### 課題内容
以下の記録を全部書き直し、「Target」を「Label」に変えてください。それ以外はそのままにし、画像は解答に入れないでください。

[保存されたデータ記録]
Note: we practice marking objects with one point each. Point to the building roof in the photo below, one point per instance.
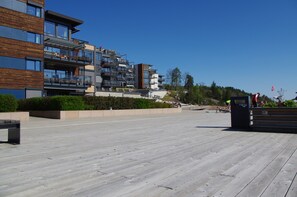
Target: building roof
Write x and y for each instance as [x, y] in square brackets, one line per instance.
[62, 18]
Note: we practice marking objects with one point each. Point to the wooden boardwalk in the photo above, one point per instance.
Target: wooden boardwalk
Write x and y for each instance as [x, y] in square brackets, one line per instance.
[187, 154]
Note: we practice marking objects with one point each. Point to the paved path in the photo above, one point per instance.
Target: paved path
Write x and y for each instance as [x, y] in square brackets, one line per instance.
[187, 154]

### 解答
Note: we practice marking objects with one point each. Point to the building roof in the photo below, one point per instance.
Label: building roof
Write x and y for each instance as [x, y] in square brackets, one line per instance.
[62, 18]
Note: we practice marking objects with one point each. Point to the wooden boardwalk in the photo above, one point per instance.
Label: wooden boardwalk
Write x and y for each instance as [x, y] in square brackets, one line per instance.
[187, 154]
Note: we practice marking objects with one point each. Point to the paved path in the photo above, one point per instance.
Label: paved path
Write x and y for each instance as [x, y] in square brackets, one line per instance.
[187, 154]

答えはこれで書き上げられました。